• Work required: Copy out, word for word, the stretch of the material below from the line containing "Each instance of the knife" through the final line.

• Information provided:
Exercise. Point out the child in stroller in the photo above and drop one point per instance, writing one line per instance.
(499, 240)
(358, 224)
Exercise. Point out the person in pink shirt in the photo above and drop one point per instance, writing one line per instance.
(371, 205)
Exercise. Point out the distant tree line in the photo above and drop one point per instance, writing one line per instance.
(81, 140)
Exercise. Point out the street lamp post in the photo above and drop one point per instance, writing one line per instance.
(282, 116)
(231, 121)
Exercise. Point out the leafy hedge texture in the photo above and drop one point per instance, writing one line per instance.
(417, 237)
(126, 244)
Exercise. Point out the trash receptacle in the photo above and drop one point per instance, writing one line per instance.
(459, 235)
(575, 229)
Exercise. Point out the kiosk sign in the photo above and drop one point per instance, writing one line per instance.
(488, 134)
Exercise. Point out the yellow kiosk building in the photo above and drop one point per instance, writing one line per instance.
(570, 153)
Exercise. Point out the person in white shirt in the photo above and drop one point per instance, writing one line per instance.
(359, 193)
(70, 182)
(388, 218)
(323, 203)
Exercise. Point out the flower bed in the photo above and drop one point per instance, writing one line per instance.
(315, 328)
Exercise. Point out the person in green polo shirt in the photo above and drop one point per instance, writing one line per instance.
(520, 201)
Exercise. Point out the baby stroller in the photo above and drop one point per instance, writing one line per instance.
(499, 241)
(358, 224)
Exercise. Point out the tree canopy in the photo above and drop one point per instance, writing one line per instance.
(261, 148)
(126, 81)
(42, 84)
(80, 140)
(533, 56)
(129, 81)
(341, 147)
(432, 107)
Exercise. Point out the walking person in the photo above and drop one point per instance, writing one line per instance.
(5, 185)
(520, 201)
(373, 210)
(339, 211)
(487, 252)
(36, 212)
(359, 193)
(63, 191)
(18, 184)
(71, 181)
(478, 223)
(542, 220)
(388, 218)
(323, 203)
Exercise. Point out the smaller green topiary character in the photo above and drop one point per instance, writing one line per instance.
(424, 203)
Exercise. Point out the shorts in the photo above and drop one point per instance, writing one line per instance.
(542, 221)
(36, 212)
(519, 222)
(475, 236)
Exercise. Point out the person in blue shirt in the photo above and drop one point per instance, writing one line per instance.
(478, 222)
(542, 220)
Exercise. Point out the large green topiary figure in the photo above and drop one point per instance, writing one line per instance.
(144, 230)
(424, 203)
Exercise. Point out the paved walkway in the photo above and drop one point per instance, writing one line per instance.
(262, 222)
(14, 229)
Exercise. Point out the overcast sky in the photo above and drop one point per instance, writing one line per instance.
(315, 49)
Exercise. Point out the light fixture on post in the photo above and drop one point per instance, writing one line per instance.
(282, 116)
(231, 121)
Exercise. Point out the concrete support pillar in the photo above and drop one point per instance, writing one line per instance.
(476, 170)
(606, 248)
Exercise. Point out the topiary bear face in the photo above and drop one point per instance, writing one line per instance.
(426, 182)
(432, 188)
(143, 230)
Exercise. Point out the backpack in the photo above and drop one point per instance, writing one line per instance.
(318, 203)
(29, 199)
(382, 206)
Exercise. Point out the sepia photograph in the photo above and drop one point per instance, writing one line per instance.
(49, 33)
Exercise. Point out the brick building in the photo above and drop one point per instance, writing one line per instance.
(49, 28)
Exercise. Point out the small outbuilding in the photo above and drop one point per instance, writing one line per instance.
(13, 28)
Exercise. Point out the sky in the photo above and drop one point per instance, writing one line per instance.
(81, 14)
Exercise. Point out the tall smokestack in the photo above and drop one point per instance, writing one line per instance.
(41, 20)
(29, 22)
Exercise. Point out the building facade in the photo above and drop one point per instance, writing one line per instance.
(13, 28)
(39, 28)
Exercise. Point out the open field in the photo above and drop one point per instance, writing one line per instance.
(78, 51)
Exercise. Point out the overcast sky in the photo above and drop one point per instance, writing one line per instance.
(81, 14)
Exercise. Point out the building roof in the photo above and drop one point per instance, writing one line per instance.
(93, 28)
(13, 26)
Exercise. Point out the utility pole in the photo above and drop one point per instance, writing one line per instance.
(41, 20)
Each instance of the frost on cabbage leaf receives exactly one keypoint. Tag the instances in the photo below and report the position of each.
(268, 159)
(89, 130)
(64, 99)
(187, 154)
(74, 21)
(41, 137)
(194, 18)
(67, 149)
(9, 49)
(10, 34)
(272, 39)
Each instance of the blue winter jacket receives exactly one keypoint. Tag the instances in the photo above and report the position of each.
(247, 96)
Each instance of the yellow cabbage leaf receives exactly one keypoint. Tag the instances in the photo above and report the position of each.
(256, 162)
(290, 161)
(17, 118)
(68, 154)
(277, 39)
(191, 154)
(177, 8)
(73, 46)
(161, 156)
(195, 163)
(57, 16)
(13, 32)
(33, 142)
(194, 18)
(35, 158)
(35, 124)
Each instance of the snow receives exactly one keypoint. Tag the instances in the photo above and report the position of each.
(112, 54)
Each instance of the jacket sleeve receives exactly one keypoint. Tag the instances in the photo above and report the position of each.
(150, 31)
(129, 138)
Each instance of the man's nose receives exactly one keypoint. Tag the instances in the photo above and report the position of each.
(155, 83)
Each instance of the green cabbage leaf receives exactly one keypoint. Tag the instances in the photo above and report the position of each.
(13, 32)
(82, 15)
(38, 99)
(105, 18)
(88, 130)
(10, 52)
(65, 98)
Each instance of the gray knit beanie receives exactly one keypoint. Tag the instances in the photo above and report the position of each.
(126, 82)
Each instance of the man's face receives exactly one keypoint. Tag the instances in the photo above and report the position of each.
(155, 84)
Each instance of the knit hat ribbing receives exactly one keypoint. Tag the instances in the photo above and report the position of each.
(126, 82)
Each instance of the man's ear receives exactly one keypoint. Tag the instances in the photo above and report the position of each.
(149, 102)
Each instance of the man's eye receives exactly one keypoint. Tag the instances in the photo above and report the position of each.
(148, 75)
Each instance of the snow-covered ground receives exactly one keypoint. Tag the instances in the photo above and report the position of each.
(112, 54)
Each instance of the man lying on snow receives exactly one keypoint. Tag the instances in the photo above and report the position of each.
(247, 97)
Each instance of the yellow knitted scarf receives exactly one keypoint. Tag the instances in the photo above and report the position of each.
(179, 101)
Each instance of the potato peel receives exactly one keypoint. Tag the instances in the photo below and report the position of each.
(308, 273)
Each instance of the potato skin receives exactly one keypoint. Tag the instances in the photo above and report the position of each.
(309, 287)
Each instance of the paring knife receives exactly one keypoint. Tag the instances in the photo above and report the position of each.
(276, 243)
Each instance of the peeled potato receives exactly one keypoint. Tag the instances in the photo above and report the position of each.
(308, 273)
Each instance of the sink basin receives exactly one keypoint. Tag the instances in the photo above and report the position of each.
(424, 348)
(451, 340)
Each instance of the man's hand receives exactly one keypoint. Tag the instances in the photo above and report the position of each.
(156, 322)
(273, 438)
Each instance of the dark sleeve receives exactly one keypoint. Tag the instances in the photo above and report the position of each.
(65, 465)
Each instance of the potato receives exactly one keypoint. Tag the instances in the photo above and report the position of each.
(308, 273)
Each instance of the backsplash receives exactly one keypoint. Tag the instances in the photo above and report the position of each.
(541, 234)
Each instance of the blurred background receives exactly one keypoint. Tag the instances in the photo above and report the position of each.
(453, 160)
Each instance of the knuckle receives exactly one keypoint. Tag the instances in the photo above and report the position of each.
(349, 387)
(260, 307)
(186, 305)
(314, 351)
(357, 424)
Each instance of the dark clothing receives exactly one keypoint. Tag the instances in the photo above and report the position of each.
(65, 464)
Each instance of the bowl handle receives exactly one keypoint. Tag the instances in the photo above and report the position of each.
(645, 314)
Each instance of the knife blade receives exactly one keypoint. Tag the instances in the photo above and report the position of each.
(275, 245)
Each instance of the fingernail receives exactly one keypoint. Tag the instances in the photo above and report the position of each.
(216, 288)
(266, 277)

• Solution to this exercise:
Each instance of the knife blade receives exactly one keypoint. Tag the instances in the photo above and report the position of each.
(275, 245)
Each instance of the fingernail receives exactly one keypoint. Tag the instances in the photo above and report the position of each.
(216, 288)
(266, 277)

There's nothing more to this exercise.